Saved entries:
========================================================================

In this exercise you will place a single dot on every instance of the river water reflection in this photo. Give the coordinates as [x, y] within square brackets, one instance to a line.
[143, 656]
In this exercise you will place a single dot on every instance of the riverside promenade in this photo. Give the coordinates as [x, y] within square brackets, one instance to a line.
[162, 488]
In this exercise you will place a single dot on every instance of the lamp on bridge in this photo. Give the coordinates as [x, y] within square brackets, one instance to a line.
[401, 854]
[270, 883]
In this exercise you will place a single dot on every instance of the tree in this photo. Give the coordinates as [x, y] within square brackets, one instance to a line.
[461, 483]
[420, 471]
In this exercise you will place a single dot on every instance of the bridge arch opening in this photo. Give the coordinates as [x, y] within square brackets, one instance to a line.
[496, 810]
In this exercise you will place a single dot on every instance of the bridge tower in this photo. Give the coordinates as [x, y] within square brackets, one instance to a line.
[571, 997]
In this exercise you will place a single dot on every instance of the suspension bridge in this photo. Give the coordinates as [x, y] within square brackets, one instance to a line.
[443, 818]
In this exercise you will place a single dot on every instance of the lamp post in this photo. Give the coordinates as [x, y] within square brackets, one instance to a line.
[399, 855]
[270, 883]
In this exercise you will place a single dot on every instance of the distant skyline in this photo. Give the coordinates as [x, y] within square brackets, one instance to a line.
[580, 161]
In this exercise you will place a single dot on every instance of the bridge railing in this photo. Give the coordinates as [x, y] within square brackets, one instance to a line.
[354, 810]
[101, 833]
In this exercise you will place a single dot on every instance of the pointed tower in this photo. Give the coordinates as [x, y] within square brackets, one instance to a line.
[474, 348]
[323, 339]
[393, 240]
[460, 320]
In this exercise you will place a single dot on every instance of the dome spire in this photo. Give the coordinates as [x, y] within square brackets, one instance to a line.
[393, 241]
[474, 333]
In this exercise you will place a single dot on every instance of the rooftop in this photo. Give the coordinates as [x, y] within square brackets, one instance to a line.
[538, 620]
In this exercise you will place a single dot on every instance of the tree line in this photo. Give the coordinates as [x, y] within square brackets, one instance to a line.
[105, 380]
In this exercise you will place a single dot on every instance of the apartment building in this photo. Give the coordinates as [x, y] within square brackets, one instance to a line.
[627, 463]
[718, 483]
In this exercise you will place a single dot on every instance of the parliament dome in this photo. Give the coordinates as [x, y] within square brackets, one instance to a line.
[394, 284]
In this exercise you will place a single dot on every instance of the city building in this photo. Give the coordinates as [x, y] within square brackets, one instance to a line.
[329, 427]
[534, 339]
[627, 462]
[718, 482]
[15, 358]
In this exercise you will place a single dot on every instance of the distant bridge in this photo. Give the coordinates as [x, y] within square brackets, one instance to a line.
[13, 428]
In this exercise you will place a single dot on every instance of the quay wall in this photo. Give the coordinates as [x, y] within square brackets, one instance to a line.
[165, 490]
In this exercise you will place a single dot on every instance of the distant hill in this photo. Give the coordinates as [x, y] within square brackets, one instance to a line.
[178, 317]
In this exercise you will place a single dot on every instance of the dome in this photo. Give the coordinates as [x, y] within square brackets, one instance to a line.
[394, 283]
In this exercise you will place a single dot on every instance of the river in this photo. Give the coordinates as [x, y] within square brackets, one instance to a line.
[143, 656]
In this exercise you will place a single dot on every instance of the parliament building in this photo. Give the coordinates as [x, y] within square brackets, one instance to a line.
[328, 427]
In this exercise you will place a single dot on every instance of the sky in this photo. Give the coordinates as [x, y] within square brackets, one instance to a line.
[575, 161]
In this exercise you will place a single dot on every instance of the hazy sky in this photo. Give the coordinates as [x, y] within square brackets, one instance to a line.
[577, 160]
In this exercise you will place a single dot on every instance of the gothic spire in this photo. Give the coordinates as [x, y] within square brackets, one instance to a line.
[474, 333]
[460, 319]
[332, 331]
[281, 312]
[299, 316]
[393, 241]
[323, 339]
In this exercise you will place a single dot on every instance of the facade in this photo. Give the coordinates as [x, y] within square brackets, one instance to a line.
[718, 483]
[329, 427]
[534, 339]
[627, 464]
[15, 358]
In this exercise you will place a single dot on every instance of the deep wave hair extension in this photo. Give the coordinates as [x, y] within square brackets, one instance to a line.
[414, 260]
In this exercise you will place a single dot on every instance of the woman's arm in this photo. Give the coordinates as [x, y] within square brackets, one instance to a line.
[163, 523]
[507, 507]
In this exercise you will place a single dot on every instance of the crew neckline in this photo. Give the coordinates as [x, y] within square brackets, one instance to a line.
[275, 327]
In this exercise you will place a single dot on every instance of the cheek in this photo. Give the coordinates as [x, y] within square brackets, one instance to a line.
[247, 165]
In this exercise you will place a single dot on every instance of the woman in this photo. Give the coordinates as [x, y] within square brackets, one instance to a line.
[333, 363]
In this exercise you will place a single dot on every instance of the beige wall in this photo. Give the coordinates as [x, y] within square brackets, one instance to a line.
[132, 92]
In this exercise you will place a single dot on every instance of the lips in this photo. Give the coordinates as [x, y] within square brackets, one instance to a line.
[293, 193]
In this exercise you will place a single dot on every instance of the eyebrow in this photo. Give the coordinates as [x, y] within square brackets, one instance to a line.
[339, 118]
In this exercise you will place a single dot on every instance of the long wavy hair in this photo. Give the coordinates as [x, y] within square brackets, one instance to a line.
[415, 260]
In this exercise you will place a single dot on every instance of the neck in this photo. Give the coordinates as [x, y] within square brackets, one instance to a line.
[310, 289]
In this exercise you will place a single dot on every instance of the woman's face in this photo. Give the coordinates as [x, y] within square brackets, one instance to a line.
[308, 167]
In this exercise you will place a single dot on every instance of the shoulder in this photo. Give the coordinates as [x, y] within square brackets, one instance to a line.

========================================================================

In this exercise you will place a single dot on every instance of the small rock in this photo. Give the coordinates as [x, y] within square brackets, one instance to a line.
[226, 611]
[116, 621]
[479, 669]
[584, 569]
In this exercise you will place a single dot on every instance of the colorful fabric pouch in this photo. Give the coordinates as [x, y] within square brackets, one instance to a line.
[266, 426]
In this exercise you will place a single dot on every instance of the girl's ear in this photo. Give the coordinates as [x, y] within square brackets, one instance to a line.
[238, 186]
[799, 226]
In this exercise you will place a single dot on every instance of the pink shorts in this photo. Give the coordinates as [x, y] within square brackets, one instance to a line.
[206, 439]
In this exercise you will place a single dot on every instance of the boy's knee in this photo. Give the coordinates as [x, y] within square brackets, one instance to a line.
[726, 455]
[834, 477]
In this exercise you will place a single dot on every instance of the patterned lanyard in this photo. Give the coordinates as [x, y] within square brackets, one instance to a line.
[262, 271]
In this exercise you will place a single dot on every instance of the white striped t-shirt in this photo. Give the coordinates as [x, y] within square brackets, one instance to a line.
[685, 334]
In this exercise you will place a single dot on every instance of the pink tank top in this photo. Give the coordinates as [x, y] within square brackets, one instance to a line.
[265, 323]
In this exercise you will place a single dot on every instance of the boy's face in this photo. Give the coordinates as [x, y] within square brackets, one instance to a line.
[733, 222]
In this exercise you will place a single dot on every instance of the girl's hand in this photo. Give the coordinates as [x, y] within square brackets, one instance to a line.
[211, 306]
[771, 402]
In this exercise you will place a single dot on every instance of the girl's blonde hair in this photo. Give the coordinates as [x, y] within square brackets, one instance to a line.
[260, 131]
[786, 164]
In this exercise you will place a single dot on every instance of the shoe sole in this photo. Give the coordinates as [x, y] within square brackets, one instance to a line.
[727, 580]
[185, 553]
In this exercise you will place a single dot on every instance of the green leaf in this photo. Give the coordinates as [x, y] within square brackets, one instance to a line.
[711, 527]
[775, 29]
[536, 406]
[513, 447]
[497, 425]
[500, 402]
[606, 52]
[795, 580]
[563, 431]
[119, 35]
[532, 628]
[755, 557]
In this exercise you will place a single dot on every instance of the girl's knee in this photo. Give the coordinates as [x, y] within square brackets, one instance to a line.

========================================================================

SHORT PROBLEM:
How many lines in the items above contain the string "face"? Case counts, so match it in exactly that case, and reply with only the number.

EXERCISE ANSWER:
2